> PREGUNTAS:
**A)** Di si cada afirmación coincide con el texto sobre la familia y México. Responde sí o no y cita las palabras exactas del texto que lo deciden: (i) La población es la riqueza más grande de un país. (ii) Una persona con ideales altos puede sostenerse sola. (iii) El optimismo y la alegría de vivir tienen sus raíces en la escuela.
**B)** Según el texto sobre la familia y México, ¿de qué está formada la fortaleza del país?
**C)** Resume en dos oraciones el texto sobre la familia y México.

> TEXTO PROPORCIONADO:
╔══

El amor que se tengan los padres, de la rectitud de conciencia y de su alegría por vivir, depende su descendencia y, en cierto modo, el futuro de México.
“Todo puede llegar a ser, todo se hace posible” si ponemos los medios y perseveramos hasta conseguir lo que deseamos. Evidentemente se trata de desear algo que sea bueno o útil, que valga la pena. Y en este punto entran en juego los ideales que mientras más altos sean producirán mejores y más abundantes frutos.
Para saber si mi ideal vale la pena –por el esfuerzo y las cosas que dejamos para hacerlo realidad–, es preciso relacionar las propias posibilidades con las necesidades de los demás, porque todos requieren recibir ayuda: nadie se puede sostener solo.
Menos aún nuestra familia; no se diga ya de un país como México que, para salir adelante, reclama el trabajo de todas sus gentes, sobre todo en tiempos de crisis como por ejemplo el de la pandemia que nos azota. La población constituye la riqueza más grande. Una nación en la que sus pobladores se abandonen a sí mismos o disminuyan en número, está condenada al fracaso y a la dependencia de otras naciones más poderosas.
La fortaleza o fuerza de México –lo sabemos– está formada por la suma del carácter de cada uno de sus habitantes; si estos hacen polvo los temores y solucionan con diligencia los problemas o retos que la vida les va poniendo enfrente, podemos decir con toda verdad que el país va hacia adelante y hacia arriba. Este optimismo y alegría de vivir tiene sus raíces en la familia.
Donde más cabeza y manos trabajan, existe mayor abundancia de bienes de todo tipo. Hecho que se refleja con claridad a nivel familiar. Una familia donde el padre trabaje y la madre comparta los quehaceres del hogar u otra labor –sin descuidar a los hijos– necesariamente sale adelante.

╚══

> CONJUNTO DE DATOS:

╔══

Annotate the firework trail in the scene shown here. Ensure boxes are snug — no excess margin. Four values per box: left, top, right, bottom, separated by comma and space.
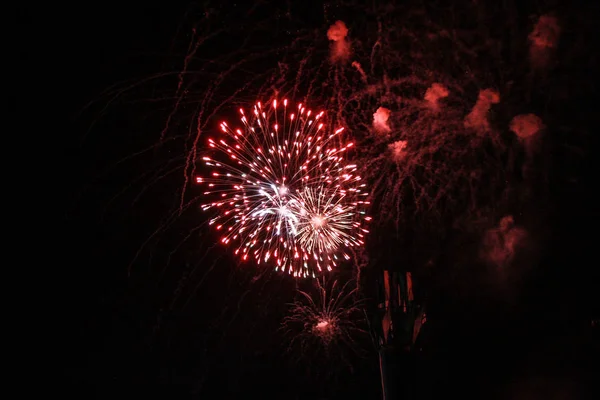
196, 100, 369, 277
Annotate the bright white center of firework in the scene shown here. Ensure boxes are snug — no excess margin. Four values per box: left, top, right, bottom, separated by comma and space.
316, 320, 329, 331
278, 206, 291, 217
277, 186, 288, 196
310, 215, 325, 228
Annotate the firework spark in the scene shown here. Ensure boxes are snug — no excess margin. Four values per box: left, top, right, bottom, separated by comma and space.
196, 100, 369, 277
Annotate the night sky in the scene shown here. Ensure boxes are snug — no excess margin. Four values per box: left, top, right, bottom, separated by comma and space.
43, 2, 599, 399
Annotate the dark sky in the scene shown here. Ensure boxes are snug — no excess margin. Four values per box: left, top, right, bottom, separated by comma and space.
37, 3, 598, 399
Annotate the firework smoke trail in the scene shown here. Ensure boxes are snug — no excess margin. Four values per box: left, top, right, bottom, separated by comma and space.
196, 100, 369, 277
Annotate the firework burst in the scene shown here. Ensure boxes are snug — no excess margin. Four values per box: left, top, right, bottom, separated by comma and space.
282, 280, 365, 353
196, 100, 369, 277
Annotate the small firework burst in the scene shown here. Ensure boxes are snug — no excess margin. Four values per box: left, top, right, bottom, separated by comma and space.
196, 100, 368, 277
282, 280, 366, 354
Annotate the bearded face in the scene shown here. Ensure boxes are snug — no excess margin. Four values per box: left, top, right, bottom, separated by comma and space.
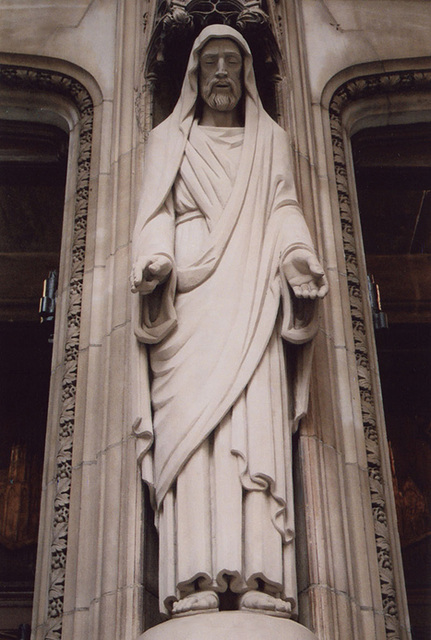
199, 38, 242, 111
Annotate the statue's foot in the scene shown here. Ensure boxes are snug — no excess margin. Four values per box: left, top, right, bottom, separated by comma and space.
172, 591, 219, 618
239, 590, 292, 618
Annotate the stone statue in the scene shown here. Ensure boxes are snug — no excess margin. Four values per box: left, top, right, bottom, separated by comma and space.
131, 25, 327, 617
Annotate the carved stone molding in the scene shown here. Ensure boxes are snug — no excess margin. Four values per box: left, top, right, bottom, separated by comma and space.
329, 70, 431, 640
135, 0, 281, 138
0, 65, 94, 640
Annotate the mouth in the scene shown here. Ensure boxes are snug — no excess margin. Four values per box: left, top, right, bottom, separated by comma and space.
213, 80, 230, 89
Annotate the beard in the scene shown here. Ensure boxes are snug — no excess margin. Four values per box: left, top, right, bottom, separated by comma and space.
202, 84, 241, 111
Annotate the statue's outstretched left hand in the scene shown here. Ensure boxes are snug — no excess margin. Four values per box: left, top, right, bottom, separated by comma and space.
282, 248, 328, 300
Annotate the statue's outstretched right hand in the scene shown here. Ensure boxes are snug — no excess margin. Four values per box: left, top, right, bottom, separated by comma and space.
130, 254, 172, 295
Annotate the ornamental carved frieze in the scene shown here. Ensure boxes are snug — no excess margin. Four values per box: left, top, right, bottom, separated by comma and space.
329, 70, 431, 640
0, 65, 94, 640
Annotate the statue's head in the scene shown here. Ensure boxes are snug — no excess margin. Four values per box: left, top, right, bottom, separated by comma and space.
199, 38, 243, 111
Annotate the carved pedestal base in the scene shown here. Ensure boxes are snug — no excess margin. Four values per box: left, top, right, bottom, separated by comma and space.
138, 611, 317, 640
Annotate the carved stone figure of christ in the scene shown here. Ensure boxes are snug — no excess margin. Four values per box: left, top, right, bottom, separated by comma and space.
131, 25, 327, 617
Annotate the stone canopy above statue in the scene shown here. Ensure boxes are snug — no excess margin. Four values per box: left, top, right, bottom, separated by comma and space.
144, 0, 281, 126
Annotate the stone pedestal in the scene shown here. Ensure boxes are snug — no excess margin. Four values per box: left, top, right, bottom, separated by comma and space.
138, 611, 317, 640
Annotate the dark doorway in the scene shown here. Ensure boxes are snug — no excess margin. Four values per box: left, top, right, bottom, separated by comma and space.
0, 120, 68, 638
352, 123, 431, 640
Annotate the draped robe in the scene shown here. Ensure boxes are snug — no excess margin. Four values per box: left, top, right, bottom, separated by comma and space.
134, 27, 322, 612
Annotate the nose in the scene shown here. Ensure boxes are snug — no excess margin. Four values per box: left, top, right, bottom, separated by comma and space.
215, 57, 227, 78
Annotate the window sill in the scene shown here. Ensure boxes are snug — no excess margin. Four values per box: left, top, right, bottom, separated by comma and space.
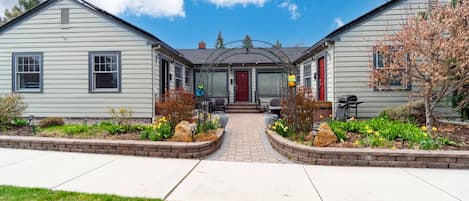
90, 89, 121, 94
13, 89, 42, 94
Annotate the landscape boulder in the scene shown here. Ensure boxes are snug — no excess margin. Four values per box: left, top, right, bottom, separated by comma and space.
313, 123, 338, 147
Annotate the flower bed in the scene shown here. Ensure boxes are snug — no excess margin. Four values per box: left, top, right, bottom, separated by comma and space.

╚══

> RESPUESTAS A CONTINUACIÓN:
**A)**
(i) Sí: «La población constituye la riqueza más grande.»
(ii) No: «nadie se puede sostener solo.»
(iii) No: «Este optimismo y alegría de vivir tiene sus raíces en la familia.»

**B)** De la suma del carácter de cada uno de sus habitantes.

**C)** Con los medios y la perseverancia se puede lograr lo que se desea, siempre que sea bueno o útil, y un ideal vale la pena cuando une las propias posibilidades con las necesidades de los demás, porque nadie se puede sostener solo. La fuerza de México es la suma del carácter de sus habitantes, la población es su mayor riqueza y el optimismo tiene sus raíces en la familia, que sale adelante cuando el padre trabaja y la madre comparte los quehaceres del hogar u otra labor.